Пожалуйста, выберите из пунктов ниже все строки со словом «window» и перепишите их.
**** Данные для обработки ****
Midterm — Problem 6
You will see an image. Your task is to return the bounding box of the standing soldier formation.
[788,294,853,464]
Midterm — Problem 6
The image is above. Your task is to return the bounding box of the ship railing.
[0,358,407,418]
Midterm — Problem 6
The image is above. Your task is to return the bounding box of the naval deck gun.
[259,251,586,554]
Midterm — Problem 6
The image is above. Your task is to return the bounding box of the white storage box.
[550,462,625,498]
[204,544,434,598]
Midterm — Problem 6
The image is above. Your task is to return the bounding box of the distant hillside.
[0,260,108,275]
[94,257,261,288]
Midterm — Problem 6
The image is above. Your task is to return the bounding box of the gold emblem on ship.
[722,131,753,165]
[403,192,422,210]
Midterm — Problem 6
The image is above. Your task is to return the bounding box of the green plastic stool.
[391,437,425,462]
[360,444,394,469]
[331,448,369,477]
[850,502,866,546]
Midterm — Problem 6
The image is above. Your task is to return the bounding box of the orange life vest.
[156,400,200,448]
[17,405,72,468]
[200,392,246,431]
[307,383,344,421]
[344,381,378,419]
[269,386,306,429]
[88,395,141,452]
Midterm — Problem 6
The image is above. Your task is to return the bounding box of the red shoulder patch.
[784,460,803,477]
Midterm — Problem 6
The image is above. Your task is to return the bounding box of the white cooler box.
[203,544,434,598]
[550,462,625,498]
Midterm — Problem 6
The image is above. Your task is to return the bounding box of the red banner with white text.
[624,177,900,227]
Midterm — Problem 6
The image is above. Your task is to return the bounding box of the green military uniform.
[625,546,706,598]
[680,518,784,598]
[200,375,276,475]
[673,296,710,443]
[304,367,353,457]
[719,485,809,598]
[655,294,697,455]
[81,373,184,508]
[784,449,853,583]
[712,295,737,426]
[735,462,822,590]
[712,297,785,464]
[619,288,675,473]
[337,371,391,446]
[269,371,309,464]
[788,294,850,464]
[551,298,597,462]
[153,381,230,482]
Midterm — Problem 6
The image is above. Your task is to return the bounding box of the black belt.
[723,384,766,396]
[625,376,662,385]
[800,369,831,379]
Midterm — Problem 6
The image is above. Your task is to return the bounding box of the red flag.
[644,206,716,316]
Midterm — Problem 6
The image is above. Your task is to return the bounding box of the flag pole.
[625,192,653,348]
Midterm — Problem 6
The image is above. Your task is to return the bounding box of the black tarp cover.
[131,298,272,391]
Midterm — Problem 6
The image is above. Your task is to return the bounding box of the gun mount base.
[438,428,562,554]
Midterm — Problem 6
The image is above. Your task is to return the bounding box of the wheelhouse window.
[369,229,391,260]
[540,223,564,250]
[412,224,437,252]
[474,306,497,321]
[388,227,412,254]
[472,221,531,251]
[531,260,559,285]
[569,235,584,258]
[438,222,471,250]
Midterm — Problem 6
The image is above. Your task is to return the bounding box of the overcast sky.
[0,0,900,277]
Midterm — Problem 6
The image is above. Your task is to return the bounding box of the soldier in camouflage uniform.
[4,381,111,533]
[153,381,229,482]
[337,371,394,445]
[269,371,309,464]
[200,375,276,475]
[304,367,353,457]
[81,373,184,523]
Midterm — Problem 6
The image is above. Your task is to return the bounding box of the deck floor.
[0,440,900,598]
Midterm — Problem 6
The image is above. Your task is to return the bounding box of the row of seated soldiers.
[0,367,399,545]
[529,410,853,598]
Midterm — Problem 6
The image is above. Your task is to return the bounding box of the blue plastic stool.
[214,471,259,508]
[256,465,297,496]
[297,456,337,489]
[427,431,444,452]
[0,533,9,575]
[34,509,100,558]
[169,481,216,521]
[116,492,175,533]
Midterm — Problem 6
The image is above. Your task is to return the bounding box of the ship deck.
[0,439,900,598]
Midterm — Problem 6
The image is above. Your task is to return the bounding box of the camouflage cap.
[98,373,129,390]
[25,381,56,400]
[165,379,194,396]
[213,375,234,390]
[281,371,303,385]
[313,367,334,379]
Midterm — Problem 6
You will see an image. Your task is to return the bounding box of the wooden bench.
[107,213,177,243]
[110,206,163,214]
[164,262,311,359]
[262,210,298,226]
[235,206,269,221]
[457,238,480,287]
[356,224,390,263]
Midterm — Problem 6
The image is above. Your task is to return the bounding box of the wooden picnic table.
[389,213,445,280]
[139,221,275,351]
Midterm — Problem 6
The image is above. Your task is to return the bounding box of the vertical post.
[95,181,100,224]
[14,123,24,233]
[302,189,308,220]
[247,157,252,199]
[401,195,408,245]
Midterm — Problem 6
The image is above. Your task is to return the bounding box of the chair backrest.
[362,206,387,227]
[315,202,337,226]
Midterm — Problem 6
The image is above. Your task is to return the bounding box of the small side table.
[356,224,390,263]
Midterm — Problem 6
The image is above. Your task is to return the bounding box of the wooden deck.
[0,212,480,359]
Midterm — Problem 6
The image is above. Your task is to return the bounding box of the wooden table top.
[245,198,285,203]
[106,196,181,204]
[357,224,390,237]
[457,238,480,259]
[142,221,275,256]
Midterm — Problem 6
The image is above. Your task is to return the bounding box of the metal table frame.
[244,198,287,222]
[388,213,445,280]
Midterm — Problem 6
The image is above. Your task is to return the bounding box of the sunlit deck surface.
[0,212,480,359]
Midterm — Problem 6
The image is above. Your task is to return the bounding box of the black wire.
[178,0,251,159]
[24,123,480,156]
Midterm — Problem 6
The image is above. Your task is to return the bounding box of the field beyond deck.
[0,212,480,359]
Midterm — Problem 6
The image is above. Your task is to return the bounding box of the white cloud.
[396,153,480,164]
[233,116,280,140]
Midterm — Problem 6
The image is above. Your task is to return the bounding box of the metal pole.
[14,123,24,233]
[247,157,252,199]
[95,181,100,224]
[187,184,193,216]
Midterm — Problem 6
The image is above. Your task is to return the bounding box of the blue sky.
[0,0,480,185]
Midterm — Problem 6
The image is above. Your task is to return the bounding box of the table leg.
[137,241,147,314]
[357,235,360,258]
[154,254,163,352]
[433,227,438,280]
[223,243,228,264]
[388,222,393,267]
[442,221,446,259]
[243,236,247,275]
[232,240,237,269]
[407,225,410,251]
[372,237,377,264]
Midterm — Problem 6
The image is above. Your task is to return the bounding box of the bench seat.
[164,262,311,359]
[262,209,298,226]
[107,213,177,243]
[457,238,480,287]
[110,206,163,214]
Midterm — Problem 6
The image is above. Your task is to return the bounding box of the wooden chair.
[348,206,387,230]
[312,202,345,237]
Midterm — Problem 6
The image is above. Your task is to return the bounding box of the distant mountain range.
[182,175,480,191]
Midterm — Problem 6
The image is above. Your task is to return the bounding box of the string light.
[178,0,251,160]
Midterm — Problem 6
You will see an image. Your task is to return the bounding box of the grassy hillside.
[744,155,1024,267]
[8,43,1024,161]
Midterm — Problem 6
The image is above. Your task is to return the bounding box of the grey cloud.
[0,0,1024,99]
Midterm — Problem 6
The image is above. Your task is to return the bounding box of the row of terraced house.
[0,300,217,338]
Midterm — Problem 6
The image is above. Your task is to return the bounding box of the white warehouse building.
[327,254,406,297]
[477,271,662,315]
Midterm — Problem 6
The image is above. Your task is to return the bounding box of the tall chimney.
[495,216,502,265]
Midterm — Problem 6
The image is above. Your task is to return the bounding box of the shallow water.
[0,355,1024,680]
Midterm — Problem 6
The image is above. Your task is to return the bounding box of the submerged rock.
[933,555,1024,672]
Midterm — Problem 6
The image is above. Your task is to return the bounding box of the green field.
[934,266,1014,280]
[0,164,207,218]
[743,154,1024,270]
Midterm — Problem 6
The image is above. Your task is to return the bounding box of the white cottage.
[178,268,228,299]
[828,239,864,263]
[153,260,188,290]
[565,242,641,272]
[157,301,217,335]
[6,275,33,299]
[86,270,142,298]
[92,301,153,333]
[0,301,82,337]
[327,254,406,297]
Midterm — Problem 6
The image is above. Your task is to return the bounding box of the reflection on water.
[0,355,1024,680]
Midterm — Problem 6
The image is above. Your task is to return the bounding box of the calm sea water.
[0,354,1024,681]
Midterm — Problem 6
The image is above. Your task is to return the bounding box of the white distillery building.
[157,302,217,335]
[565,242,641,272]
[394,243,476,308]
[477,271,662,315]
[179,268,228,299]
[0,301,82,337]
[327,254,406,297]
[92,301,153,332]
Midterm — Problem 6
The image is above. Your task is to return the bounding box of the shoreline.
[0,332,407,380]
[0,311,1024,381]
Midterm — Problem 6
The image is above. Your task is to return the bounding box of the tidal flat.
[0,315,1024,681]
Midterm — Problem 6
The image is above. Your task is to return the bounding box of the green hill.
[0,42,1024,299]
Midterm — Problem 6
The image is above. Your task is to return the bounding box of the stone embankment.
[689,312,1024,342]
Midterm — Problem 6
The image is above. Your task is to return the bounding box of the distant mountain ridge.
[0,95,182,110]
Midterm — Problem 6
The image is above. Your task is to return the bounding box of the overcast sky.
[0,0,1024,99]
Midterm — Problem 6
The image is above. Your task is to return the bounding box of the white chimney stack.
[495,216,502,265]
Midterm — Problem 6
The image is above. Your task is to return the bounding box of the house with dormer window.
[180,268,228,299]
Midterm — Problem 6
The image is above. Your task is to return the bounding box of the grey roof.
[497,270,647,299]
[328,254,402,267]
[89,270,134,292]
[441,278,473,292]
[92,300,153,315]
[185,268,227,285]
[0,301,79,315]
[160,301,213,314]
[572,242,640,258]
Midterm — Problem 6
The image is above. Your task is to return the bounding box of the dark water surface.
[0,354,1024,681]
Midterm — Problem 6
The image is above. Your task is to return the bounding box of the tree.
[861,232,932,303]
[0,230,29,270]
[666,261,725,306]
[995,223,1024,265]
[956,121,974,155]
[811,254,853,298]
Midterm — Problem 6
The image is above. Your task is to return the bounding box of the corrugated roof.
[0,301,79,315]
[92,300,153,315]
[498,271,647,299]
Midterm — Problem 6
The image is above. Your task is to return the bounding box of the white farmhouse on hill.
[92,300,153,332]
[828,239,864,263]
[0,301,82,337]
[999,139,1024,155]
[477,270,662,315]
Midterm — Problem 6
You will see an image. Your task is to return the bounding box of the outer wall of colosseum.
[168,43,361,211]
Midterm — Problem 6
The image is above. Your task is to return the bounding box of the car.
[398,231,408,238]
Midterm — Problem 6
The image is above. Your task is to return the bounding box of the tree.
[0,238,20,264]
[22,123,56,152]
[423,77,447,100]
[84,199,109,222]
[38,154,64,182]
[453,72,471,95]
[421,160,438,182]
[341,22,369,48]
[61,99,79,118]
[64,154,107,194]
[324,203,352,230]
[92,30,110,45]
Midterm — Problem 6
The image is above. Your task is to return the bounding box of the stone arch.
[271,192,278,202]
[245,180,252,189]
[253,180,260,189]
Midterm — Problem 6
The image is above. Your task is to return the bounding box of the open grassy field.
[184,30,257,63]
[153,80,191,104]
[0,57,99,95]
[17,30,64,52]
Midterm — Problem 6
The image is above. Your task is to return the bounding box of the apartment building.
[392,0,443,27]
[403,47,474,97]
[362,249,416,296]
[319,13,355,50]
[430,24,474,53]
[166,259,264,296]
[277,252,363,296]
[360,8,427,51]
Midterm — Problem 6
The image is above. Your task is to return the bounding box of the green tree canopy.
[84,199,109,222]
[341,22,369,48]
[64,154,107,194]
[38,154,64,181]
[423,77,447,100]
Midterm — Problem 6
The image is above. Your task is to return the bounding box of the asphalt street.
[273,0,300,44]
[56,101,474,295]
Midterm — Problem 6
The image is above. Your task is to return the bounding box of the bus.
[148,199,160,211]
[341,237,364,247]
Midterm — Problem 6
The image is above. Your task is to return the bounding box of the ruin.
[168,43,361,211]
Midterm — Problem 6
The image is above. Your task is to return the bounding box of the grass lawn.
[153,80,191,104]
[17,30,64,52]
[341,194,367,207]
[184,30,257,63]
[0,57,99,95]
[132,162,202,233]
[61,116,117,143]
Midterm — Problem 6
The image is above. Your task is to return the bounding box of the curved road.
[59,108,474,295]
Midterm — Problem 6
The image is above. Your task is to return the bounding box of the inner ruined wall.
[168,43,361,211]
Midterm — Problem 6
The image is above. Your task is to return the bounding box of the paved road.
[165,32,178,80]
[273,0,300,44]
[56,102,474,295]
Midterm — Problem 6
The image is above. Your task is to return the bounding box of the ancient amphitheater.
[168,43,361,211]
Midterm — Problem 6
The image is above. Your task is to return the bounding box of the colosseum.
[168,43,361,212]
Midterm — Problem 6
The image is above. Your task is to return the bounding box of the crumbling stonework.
****
▶ _Ответ к упражнению_
The image is above. Your task is to return the bounding box of the wheelhouse window.
The image is above. Your task is to return the bounding box of the house with dormer window.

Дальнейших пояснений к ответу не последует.